● **TASK**
Reproduce each of the following lines word for word, in the same order and with no changes.

════════

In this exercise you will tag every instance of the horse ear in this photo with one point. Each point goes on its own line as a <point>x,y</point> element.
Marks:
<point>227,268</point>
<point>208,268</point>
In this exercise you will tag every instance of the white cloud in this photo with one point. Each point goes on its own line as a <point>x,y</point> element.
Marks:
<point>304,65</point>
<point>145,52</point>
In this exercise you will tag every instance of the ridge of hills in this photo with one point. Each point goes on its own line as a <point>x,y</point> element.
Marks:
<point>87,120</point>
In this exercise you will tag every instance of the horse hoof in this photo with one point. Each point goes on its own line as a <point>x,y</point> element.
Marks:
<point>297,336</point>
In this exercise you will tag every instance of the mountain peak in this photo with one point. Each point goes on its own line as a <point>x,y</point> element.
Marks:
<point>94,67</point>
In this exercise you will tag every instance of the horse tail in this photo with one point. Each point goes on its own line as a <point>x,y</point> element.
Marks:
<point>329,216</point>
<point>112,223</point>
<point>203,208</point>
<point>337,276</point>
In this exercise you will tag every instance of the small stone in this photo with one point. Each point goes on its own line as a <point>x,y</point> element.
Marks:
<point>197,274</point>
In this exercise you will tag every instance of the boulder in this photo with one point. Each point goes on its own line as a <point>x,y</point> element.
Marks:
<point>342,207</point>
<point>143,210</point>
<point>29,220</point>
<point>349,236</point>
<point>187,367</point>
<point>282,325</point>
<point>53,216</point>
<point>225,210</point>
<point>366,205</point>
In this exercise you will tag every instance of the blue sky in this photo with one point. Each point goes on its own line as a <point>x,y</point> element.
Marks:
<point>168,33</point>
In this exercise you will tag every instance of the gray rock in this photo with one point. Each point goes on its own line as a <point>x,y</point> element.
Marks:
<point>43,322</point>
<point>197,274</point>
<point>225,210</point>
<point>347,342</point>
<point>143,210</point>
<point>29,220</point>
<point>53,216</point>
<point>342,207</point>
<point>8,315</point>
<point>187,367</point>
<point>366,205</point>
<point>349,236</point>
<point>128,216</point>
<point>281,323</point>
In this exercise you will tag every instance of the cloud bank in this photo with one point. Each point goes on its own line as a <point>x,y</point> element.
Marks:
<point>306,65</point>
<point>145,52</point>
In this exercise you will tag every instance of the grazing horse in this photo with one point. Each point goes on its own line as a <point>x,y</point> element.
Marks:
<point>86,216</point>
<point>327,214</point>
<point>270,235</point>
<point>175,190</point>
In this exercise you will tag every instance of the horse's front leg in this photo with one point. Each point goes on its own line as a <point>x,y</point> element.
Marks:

════════

● **TASK OUTPUT**
In this exercise you will tag every instance of the horse ear in this photo with one point. Each point goes on its own line as a <point>x,y</point> element.
Marks:
<point>227,268</point>
<point>208,268</point>
In this exercise you will tag every instance of the white cloud in this photo with one point. Each point goes on its own line as a <point>x,y</point> element.
Marks:
<point>304,65</point>
<point>145,52</point>
In this exercise you will tag every instance of the ridge of hills in this photo with one point. Each point goes on its own line as a <point>x,y</point> element.
Marks:
<point>87,120</point>
In this exercise you will tag every instance of the horse hoof in this photo with one point. Each point goes on its own line as a <point>x,y</point> element.
Marks:
<point>297,336</point>
In this exercise you will tag every instance of the mountain peak in this photo with one point. Each point goes on its own line as a <point>x,y</point> element.
Marks:
<point>94,67</point>
In this exercise you will tag every instance of the horse tail in this photo with one point. Each point goes on its own line as a <point>x,y</point> element.
Marks:
<point>329,216</point>
<point>112,223</point>
<point>203,208</point>
<point>337,276</point>
In this exercise you will tag every instance of the small stone in this photo with one point. Each point goes on its own line as a <point>x,y</point> element.
Marks:
<point>197,274</point>
In this exercise you will tag every instance of the boulder in this photo with one point. Each point goes on its own line as a <point>x,y</point> element.
Marks:
<point>342,207</point>
<point>143,210</point>
<point>29,220</point>
<point>349,236</point>
<point>187,367</point>
<point>282,325</point>
<point>53,216</point>
<point>225,210</point>
<point>366,205</point>
In this exercise you will tag every instance of the blue sky in this photo with one point. Each point goes on its own line as a <point>x,y</point> element.
Marks:
<point>168,33</point>
In this exercise you will tag every instance of the gray rock in this photo with one point. Each point goes on its own line as a <point>x,y</point> element.
Marks:
<point>43,322</point>
<point>197,274</point>
<point>225,210</point>
<point>347,342</point>
<point>143,210</point>
<point>29,220</point>
<point>53,216</point>
<point>342,207</point>
<point>8,315</point>
<point>187,367</point>
<point>366,205</point>
<point>349,236</point>
<point>128,216</point>
<point>281,323</point>
In this exercise you will tag every instance of the cloud bank in this photo with one point. Each point goes on its own line as a <point>x,y</point> element.
Marks:
<point>306,65</point>
<point>145,52</point>
In this exercise you will tag every instance of the grazing horse in this photo with one point. Each point goes on its own line as a <point>x,y</point> element.
Marks:
<point>86,216</point>
<point>327,214</point>
<point>270,235</point>
<point>175,190</point>
In this exercise you will tag every instance of the horse's front leg in this photo with one point. Each point goes on its own line as a <point>x,y</point> element.
Marks:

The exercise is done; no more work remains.